> Request 1:
In the records that follow the text, copy out everything from the line containing "of the palm" down to the line containing "179], [724, 409]]", both of those lines included, and leave out the picture.

June 14 — The U.S. Treasury Department may release controversial final regulations preventing U.S. multinationals from earnings stripping as late as December, as pressure mounts from lawmakers and industry groups for changes to the rules.

Robert Stack, deputy assistant secretary for international tax affairs, and Mark Mazur, assistant secretary for tax policy, briefed Senate Democrat tax staffers June 10, discussing a possible timeline, several people with knowledge of the meeting said.

Sens. Charles Schumer (D-N.Y.) and Benjamin Cardin (D-Md.) confirmed June 14 that the briefing took place.

Internal Revenue Service Commissioner John Koskinen said previously that he was looking at a Labor Day deadline for issuing a final version of the proposed regulations (REG-108060-15) under tax code Section 385, released in April (112 ITM, 6/10/16).

Talk about Treasury’s flexibility on the timing comes as multinational companies voice concern about the rules, which allow the IRS to recast intercompany debt as equity, prompting businesses to see them as hampering commonplace intercompany transactions.

A broad coalition of 69 business groups, in a June 14 letter, urged top congressional tax writers to help them slow down Treasury regulations to curb big companies from stripping income out of the U.S.

Delays for Days?

The groups, spanning industries from manufacturing to petroleum, asked leaders of the Senate Finance and House Ways and Means Committees to press Treasury to delay the effective date of the rules and extend the July 7 comment deadline, “at a minimum.” The Institute for International Investment, which released the letter, said the rules affect far more companies and industries than Treasury originally intended and would damage the U.S.'s ability to compete globally.

> Request 2:
Name every person mentioned by name in the text about the Treasury earnings-stripping rules.

> Task inputs:
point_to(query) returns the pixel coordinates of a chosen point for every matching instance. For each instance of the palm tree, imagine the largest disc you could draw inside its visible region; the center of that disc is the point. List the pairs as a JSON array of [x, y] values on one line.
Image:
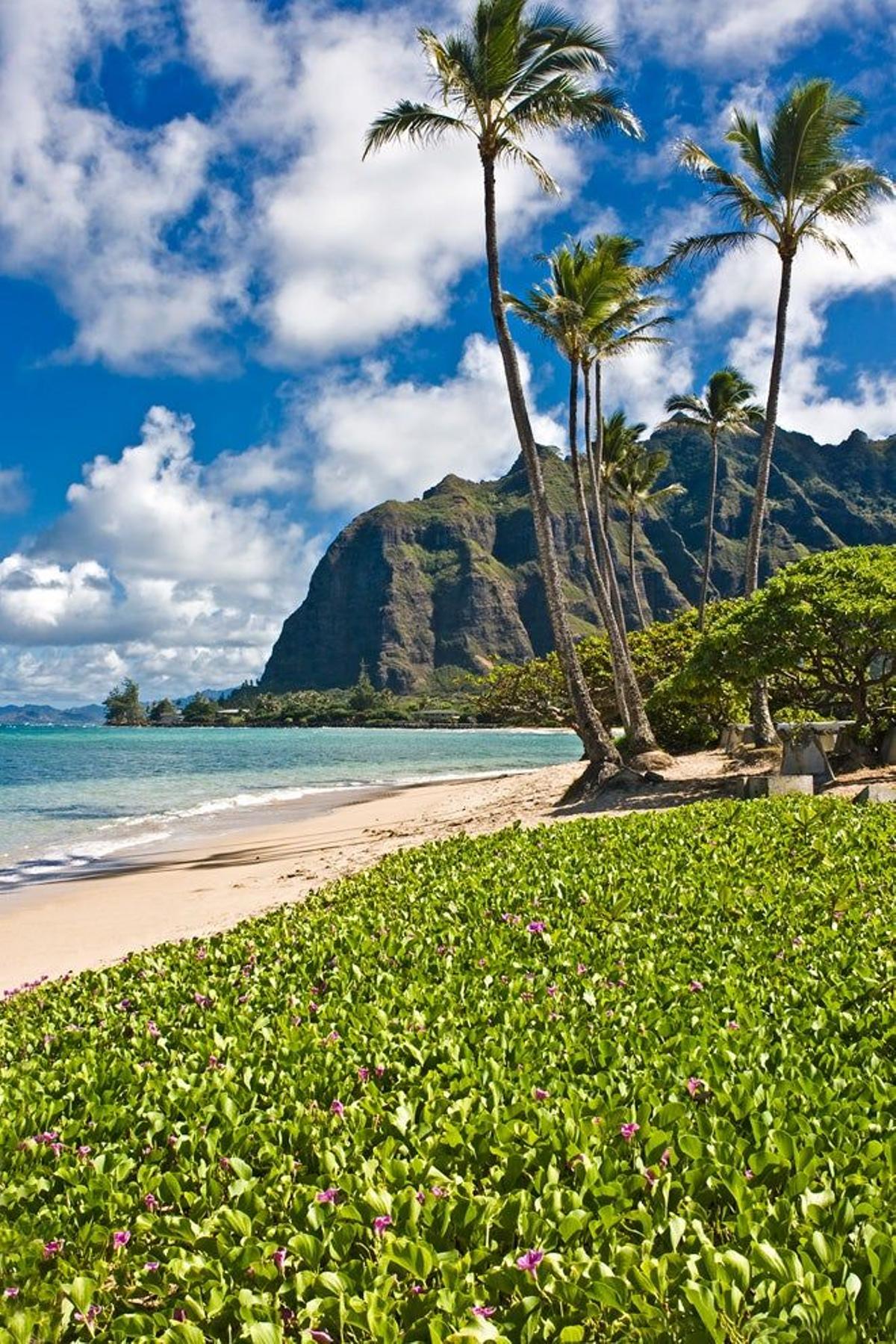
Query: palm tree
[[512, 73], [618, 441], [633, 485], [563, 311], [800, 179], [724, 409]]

==

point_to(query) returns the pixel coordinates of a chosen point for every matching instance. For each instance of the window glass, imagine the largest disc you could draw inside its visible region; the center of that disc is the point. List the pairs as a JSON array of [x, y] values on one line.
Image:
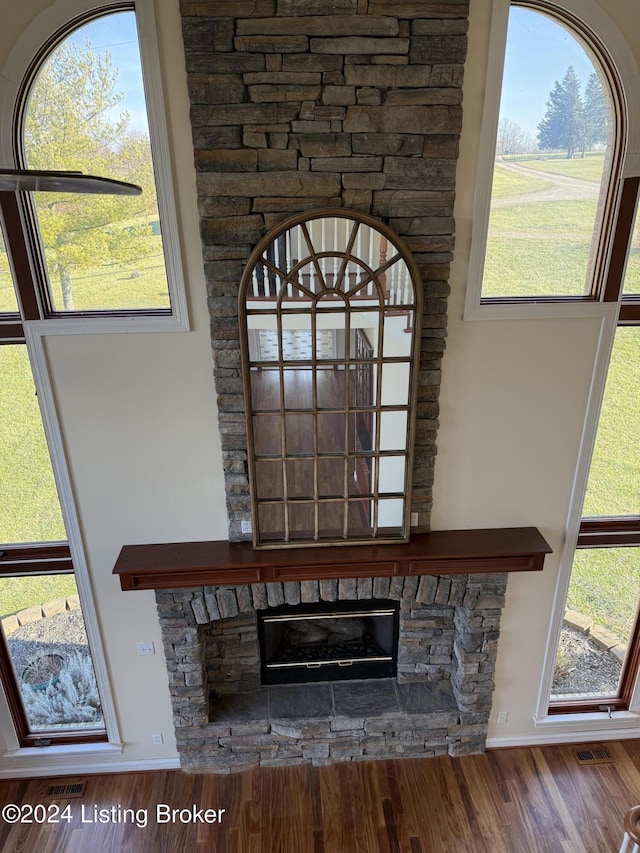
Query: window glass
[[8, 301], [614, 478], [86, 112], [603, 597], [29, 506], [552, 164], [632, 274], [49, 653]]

...

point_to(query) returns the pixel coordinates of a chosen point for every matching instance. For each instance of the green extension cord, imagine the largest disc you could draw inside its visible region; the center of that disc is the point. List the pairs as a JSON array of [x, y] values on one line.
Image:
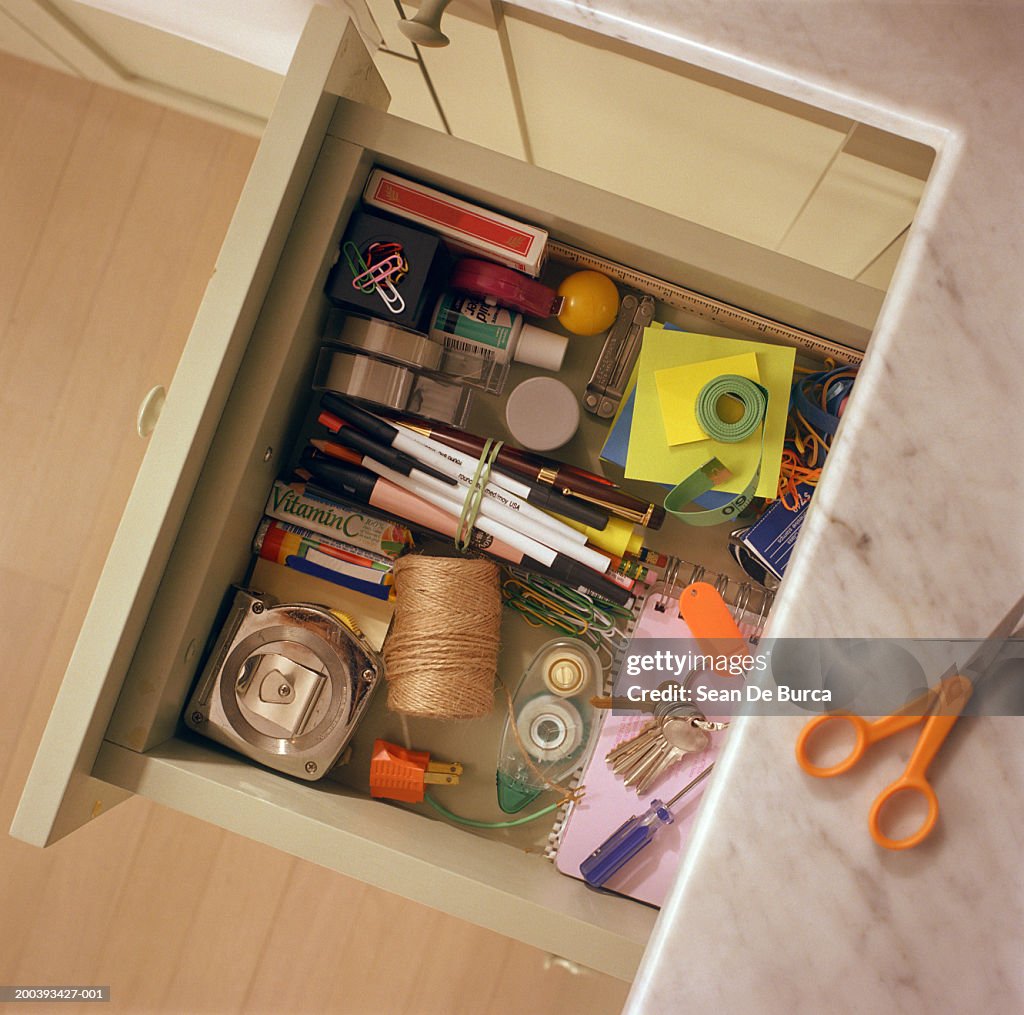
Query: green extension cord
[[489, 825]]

> Full response 1:
point_to(query) returns the pixel coordinates of a chosen point for every matching instance. For each instance of the palm tree, imagine the largest disc you could draw inside its visible region; the center of that disc is the point. List the pairs as a JSON array of [x, y] values on one line.
Image:
Query: palm tree
[[512, 73], [618, 441], [633, 485], [563, 311], [800, 179], [724, 409]]

> Full response 2:
Robert Stack
Mark Mazur
Charles Schumer
Benjamin Cardin
John Koskinen